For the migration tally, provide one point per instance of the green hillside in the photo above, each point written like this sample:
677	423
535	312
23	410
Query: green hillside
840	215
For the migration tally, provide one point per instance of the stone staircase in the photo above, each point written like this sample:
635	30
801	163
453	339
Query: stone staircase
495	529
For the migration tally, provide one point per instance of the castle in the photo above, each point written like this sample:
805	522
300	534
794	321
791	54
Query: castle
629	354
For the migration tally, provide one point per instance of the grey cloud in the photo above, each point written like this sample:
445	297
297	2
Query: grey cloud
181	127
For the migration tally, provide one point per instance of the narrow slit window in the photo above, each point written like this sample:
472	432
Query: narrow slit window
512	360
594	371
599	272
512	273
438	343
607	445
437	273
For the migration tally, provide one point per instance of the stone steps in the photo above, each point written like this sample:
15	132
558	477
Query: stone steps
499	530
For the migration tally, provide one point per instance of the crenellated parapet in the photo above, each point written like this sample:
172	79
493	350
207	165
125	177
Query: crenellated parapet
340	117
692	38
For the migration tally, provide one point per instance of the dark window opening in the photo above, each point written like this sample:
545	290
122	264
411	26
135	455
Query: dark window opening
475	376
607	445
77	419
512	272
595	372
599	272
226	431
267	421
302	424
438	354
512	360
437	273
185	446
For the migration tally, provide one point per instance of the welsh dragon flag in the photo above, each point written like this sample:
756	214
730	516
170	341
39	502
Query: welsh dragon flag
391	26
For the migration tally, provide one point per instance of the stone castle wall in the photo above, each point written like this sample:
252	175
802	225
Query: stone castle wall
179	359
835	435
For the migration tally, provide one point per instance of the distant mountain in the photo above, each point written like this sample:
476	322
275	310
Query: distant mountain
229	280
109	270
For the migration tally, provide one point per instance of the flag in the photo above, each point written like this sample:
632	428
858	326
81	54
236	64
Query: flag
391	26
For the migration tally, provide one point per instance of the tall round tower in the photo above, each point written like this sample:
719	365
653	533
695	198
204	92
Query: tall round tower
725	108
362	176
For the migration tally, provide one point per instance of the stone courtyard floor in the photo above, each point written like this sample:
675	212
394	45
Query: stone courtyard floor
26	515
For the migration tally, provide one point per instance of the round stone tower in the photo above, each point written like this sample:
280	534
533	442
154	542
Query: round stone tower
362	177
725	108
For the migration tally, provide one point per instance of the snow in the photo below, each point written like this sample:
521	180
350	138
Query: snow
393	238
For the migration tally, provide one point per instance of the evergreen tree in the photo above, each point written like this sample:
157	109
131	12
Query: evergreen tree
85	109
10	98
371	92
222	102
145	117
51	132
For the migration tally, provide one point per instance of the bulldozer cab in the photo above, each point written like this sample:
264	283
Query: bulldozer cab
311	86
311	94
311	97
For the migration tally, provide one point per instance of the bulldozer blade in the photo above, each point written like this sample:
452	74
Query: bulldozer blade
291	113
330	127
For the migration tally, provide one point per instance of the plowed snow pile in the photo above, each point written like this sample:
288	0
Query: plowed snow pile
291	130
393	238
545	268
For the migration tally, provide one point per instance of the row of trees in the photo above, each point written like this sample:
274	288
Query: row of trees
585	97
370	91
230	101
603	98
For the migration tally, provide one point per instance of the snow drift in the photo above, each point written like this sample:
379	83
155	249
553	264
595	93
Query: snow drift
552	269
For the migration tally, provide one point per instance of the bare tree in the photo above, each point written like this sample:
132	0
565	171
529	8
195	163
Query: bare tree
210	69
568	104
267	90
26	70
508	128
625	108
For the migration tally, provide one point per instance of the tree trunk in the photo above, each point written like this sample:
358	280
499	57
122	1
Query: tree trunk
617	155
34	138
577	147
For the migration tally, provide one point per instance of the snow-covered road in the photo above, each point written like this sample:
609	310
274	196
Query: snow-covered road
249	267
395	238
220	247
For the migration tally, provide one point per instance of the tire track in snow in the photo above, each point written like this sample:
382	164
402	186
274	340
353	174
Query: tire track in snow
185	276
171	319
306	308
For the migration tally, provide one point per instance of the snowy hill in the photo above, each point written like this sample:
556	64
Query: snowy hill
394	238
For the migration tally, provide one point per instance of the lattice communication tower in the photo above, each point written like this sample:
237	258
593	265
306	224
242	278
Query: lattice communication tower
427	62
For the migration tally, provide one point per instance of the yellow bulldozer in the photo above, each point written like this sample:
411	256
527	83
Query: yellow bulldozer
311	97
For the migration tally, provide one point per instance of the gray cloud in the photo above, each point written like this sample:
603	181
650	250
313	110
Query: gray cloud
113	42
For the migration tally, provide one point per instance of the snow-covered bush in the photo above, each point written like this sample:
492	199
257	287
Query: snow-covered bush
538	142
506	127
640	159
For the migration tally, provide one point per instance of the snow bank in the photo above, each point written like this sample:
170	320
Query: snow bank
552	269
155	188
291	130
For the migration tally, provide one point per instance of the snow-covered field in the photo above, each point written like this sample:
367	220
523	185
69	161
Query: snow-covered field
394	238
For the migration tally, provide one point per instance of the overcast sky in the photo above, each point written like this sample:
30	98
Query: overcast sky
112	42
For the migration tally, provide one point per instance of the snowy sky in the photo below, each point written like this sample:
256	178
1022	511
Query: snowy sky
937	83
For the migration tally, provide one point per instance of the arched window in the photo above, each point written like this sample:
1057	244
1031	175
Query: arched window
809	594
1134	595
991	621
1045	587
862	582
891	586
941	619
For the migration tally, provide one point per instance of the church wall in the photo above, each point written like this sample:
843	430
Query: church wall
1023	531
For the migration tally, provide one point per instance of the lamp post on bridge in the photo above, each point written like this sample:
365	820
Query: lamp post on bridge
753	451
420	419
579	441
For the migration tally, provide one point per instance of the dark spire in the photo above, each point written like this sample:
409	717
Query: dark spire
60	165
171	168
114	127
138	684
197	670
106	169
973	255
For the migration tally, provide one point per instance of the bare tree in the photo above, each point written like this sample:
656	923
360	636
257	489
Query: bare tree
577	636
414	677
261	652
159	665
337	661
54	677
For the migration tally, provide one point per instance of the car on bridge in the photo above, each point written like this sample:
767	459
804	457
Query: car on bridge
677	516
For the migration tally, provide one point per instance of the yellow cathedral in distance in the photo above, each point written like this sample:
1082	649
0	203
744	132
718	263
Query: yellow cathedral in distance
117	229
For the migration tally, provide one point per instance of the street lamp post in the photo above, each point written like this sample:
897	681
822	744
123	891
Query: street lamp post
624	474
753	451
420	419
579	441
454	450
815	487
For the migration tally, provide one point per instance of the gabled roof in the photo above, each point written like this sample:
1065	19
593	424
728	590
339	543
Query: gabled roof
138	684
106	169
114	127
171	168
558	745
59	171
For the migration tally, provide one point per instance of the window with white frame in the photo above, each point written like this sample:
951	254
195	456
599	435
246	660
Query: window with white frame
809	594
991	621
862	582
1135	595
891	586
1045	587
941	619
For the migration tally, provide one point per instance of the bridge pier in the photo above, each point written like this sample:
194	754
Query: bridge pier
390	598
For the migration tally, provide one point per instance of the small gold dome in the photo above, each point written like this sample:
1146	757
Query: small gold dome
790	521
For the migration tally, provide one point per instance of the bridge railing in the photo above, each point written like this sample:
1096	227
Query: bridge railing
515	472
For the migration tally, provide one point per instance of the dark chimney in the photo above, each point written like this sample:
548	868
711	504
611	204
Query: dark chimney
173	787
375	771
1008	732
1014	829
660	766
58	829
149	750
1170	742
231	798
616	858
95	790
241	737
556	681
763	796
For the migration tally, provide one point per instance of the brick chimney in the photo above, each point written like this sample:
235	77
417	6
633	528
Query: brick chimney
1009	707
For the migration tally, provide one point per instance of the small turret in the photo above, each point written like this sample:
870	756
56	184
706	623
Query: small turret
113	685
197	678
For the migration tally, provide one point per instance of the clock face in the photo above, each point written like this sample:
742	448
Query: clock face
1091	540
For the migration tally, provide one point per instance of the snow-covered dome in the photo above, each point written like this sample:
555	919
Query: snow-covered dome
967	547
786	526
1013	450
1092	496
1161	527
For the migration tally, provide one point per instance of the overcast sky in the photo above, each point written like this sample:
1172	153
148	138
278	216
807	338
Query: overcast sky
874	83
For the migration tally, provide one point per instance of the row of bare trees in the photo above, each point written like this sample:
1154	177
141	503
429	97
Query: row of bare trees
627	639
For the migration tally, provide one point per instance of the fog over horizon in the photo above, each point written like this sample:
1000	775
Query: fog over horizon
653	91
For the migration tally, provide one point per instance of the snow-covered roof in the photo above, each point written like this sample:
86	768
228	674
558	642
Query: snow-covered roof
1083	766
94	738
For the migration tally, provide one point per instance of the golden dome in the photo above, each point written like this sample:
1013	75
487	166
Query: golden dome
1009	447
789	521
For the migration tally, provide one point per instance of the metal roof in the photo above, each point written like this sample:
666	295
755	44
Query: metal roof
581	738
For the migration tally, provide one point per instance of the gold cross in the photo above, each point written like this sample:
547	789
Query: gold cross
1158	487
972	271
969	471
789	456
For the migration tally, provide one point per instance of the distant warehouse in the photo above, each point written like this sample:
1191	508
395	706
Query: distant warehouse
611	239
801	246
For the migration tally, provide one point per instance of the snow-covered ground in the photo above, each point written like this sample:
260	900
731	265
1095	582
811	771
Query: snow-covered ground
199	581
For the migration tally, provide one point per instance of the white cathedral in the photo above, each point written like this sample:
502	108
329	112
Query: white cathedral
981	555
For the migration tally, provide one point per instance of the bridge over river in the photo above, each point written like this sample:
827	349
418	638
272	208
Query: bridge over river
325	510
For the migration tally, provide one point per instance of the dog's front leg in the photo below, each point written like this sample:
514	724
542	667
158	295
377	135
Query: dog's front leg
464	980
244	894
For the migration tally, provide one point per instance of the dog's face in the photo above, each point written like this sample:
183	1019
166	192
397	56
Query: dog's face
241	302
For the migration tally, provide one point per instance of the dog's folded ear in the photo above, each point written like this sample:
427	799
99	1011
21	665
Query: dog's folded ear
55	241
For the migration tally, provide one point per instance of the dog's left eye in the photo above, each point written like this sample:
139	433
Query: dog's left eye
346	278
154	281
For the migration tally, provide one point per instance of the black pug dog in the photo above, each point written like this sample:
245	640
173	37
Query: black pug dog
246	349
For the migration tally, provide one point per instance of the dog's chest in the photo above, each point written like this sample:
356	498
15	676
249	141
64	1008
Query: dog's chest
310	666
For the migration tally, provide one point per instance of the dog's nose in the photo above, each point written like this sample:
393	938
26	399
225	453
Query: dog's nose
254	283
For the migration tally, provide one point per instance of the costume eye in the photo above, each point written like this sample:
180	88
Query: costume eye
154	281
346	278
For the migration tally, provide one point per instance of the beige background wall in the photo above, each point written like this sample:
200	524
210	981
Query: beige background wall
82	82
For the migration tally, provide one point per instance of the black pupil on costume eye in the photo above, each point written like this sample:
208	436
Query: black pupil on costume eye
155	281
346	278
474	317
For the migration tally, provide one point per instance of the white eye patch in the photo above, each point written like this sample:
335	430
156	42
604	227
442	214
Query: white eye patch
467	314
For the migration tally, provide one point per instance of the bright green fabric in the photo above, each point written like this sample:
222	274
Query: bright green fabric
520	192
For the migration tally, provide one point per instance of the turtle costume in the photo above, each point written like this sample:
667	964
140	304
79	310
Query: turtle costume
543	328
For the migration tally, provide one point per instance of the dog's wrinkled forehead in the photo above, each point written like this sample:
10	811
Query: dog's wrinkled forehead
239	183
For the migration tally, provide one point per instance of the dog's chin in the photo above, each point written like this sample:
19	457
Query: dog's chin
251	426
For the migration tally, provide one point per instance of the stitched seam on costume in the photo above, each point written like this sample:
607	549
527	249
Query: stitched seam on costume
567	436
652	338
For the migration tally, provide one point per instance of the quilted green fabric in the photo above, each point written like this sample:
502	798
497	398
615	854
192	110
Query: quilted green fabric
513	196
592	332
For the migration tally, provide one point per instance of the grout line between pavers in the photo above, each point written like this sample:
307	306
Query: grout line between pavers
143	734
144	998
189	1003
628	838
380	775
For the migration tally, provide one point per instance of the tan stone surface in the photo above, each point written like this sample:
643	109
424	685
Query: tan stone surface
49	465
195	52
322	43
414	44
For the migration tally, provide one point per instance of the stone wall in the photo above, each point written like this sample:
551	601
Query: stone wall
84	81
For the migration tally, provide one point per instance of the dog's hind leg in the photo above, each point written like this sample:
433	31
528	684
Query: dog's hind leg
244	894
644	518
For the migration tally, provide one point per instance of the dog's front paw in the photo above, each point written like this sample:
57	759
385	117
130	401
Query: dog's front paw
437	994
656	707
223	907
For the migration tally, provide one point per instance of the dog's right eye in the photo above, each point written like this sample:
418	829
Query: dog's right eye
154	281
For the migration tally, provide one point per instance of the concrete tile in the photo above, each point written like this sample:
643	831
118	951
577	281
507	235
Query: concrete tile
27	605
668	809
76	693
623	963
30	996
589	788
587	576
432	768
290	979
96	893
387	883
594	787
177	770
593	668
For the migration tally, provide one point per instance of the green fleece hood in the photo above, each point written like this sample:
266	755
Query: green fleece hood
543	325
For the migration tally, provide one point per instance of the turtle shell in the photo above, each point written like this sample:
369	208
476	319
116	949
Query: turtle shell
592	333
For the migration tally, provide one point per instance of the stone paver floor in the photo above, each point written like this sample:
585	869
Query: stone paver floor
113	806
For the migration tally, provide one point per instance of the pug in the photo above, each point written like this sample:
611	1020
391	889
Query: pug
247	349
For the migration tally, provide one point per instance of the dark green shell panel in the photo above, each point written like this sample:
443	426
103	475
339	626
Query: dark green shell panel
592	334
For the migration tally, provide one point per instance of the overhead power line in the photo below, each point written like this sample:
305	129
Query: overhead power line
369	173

> _TASK TO COMPLETE_: Swap "migration tally" for "survey count" in the records starting at the line containing "instance of the pug" and ending at the last line of the records. Write out those lines with nothing else changed.

> _SOLUTION FOR THIS EXERCISE_:
For the survey count, provide one point per instance of the pug in the photo above, each point written like this sample:
611	1020
391	889
Query: pug
247	349
For the survey count, provide one point per instance of the dark green shell panel in the photo above, each point written like this sample:
443	426
103	475
339	626
Query: dark green shell panel
592	334
For the survey count, provide one point per instance of the overhead power line in the photo below, each point written like this sample:
305	129
Query: overhead power line
369	173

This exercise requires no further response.